EXERCISE DESCRIPTION.
Two lines in the data below mark the range: the one with "Target: concrete block" and the one with "the white sign". Return both, along with every line between them, exactly.

▼▼▼

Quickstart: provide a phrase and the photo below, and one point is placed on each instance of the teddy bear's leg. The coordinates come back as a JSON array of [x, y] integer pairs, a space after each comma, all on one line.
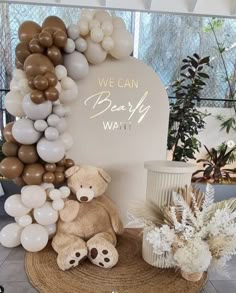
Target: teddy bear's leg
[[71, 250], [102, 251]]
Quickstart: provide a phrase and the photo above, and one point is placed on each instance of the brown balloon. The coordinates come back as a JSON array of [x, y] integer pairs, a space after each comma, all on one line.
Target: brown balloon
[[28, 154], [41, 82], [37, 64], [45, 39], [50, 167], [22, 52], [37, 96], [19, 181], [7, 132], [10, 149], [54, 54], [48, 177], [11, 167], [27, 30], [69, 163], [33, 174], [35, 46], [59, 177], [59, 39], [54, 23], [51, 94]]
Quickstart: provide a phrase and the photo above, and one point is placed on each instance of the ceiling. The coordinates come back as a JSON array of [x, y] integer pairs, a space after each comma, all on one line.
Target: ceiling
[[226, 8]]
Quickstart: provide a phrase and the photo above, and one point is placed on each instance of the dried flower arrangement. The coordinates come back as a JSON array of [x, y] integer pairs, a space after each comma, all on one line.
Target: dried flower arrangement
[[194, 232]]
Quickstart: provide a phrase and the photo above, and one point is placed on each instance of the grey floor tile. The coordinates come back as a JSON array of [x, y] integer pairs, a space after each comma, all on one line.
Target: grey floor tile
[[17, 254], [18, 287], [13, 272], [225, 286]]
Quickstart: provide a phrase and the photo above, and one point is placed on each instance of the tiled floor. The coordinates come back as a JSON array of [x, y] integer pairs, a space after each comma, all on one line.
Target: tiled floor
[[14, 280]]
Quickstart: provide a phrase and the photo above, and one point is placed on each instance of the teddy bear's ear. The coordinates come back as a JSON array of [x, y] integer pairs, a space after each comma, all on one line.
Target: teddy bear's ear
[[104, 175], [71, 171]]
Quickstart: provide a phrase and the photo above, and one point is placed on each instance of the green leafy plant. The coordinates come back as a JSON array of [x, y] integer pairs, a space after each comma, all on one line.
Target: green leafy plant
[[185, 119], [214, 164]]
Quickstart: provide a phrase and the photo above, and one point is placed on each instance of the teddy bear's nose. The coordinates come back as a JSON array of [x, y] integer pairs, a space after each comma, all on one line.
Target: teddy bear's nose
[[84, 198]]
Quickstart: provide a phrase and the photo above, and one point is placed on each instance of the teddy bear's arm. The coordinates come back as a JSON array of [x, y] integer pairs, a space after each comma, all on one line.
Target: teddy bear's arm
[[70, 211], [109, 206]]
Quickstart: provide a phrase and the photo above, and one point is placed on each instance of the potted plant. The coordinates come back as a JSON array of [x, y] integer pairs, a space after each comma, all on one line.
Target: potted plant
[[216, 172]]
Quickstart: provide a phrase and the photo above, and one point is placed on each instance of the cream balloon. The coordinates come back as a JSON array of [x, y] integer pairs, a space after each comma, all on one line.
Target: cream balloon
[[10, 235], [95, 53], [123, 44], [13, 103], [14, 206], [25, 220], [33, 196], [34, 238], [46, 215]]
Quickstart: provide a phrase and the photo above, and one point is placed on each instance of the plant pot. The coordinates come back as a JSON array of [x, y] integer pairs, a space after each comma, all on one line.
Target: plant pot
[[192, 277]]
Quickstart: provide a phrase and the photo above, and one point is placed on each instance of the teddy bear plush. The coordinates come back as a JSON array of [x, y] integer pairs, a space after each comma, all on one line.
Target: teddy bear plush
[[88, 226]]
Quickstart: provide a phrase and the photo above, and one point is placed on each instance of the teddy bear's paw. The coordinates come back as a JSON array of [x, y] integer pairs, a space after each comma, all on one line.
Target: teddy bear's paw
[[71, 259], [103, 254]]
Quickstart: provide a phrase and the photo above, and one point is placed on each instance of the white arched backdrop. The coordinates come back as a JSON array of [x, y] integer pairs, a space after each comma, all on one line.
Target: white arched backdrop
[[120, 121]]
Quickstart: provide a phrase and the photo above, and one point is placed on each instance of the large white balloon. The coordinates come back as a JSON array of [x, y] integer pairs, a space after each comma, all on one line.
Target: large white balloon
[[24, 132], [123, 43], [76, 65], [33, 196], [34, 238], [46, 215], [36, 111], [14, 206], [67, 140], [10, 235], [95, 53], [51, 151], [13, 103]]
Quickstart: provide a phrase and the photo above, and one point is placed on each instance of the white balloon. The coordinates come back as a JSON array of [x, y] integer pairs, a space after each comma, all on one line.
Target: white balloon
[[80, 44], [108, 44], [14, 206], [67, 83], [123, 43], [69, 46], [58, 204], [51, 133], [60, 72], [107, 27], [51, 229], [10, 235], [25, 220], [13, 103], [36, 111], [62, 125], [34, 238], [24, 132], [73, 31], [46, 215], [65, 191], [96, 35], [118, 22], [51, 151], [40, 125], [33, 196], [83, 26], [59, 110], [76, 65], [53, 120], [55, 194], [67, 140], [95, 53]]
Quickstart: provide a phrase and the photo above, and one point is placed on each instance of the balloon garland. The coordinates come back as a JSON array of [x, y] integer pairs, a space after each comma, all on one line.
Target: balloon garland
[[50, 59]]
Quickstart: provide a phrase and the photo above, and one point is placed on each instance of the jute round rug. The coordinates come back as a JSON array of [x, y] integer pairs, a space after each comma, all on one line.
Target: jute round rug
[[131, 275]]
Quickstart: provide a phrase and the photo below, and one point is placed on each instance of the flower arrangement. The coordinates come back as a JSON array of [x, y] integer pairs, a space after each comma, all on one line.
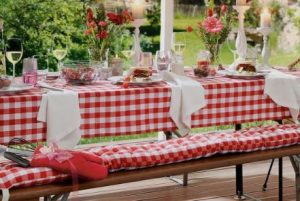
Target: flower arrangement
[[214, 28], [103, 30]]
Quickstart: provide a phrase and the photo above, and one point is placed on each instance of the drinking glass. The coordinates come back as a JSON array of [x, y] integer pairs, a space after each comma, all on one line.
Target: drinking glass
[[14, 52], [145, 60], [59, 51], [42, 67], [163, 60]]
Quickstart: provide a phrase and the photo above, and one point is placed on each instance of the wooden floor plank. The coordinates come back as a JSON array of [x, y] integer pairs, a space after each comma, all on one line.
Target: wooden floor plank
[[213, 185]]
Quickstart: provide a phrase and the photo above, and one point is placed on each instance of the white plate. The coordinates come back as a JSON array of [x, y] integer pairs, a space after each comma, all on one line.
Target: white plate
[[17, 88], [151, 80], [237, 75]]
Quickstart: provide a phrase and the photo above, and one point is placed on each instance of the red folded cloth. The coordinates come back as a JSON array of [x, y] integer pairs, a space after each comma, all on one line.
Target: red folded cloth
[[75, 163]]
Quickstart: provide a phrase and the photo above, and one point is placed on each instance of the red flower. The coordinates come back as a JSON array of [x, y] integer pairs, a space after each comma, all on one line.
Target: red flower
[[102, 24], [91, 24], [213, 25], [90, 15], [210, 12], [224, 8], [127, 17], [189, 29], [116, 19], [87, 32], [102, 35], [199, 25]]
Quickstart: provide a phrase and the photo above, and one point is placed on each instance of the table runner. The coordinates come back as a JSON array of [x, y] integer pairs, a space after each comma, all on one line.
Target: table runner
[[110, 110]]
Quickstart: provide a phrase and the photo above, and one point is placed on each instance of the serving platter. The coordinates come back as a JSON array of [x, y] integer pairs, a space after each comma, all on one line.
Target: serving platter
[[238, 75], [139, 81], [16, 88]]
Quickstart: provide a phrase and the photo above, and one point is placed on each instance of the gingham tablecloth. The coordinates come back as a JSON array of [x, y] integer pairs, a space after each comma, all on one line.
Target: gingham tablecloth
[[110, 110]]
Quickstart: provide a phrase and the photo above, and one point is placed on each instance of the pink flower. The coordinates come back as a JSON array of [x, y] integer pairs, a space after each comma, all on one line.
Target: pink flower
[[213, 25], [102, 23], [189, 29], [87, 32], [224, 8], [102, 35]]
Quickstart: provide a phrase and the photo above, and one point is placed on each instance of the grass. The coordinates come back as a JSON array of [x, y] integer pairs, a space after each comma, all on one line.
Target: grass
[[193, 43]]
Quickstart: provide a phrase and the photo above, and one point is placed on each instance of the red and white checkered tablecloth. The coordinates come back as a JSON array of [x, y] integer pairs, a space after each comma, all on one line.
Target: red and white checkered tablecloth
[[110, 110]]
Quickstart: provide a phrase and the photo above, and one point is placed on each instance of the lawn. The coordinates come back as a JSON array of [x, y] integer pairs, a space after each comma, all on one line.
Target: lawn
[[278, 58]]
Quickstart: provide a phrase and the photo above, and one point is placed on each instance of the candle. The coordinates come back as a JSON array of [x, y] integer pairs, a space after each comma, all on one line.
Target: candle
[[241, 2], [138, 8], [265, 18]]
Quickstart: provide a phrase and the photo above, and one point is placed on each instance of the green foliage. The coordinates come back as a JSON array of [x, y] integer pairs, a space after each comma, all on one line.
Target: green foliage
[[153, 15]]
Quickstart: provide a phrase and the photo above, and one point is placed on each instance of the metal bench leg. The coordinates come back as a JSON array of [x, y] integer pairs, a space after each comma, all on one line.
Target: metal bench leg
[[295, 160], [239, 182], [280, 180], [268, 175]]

▲▲▲
▼▼▼

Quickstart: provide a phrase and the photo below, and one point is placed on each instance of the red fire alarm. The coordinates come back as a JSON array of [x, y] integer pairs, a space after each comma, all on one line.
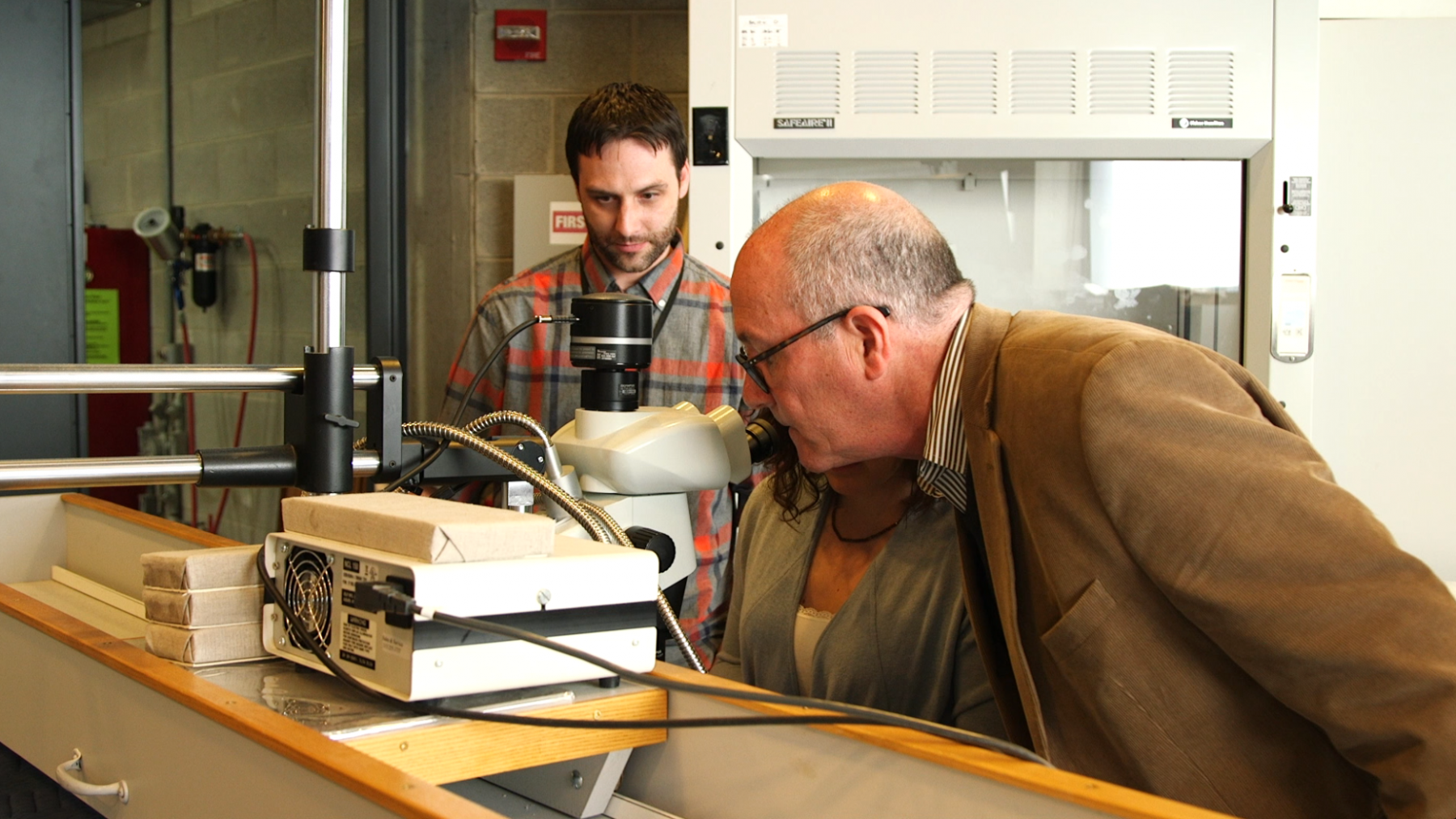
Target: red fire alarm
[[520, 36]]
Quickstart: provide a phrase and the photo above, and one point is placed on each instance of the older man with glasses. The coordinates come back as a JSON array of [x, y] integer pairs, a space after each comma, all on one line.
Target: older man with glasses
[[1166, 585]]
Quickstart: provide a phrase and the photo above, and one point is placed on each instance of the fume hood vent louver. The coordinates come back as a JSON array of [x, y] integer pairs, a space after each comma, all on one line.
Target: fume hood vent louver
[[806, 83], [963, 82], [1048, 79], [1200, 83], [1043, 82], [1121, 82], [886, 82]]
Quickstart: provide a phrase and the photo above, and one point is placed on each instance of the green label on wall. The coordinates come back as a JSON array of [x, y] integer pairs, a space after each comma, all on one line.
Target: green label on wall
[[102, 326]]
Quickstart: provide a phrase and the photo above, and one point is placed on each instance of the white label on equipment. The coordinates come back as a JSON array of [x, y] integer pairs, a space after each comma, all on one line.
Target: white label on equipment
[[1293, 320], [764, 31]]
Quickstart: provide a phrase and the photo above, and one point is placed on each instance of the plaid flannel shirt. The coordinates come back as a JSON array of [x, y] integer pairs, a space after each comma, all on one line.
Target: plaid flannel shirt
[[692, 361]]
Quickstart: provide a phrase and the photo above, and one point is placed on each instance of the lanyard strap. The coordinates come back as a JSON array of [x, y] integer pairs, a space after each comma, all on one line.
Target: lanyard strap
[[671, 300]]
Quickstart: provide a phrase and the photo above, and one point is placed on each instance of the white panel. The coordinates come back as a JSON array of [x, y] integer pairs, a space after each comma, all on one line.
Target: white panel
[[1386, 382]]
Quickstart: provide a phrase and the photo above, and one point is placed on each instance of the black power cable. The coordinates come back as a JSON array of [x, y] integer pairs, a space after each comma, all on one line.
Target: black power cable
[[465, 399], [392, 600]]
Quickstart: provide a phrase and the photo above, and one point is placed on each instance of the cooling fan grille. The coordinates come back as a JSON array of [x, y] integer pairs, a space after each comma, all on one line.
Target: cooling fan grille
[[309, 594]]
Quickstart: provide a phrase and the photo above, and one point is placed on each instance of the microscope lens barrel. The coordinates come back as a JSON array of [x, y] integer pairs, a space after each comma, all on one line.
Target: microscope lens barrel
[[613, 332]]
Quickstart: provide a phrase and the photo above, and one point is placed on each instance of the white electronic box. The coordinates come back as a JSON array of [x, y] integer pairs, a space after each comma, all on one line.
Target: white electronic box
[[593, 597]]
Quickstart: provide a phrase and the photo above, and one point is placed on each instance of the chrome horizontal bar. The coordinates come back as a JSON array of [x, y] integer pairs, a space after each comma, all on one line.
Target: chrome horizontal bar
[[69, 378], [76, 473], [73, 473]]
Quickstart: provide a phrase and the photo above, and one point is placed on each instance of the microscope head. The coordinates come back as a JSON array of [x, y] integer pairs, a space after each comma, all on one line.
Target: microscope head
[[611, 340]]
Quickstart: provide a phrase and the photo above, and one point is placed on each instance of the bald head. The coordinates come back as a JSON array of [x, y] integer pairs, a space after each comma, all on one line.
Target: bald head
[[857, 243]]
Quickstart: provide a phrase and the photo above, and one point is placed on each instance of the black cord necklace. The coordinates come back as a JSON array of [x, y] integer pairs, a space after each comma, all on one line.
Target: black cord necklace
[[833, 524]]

▲▲▲
▼▼▼

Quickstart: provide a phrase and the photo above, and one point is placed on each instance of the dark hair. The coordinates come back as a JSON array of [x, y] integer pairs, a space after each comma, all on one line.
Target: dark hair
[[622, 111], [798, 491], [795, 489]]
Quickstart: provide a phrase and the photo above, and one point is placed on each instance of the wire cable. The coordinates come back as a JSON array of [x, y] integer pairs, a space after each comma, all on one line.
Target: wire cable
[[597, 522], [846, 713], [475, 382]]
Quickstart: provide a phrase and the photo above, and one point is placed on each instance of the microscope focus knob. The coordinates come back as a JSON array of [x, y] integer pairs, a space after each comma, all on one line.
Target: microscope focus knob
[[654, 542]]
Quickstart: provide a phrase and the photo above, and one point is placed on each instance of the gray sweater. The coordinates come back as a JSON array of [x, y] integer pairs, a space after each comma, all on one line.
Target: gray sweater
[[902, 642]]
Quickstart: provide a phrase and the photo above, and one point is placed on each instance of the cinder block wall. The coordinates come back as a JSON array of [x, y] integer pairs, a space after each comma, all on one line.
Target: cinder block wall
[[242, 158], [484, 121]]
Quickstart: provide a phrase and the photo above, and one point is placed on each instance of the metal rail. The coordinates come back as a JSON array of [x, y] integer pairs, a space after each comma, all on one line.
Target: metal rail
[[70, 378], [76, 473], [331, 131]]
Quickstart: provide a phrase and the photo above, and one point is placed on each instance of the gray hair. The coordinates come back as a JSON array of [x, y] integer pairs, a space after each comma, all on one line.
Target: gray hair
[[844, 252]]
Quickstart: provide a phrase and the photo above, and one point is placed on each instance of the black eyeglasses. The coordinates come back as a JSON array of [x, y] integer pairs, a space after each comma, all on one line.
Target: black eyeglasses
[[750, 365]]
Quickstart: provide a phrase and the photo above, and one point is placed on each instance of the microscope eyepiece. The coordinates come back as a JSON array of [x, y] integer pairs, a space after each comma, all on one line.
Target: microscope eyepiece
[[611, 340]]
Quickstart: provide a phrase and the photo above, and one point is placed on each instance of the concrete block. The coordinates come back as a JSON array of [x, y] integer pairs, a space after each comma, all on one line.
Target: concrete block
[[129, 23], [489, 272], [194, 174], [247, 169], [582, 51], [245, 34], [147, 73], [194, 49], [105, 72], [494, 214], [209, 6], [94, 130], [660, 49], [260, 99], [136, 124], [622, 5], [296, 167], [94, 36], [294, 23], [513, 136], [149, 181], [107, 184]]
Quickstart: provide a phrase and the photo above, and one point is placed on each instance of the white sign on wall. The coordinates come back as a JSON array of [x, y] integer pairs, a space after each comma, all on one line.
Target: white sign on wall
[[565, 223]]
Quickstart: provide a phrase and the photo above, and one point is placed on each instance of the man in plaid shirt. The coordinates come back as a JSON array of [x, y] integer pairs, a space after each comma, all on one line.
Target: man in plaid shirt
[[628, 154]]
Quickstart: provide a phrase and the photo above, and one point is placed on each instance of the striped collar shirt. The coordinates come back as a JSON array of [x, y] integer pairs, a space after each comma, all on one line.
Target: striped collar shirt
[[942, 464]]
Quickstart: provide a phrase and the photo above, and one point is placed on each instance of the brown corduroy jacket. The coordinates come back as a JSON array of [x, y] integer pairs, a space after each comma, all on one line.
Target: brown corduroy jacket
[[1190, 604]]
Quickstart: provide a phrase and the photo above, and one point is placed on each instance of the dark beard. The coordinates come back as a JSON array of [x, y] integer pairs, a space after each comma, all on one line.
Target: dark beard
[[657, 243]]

▲▲▲

ANSWER FOR THIS EXERCISE.
Target: concrete block
[[129, 23], [489, 272], [194, 174], [247, 169], [582, 51], [245, 34], [147, 73], [194, 49], [105, 72], [494, 214], [209, 6], [94, 130], [660, 49], [260, 99], [136, 124], [622, 5], [296, 167], [94, 36], [294, 23], [513, 136], [149, 181], [107, 184]]
Quickstart: provide a phrase and the photo above, and one point is placed on each instance of the white sign on wall. The coordinates come back as a JSON array of [x, y] integer pairs, a space after each comma, all on one line.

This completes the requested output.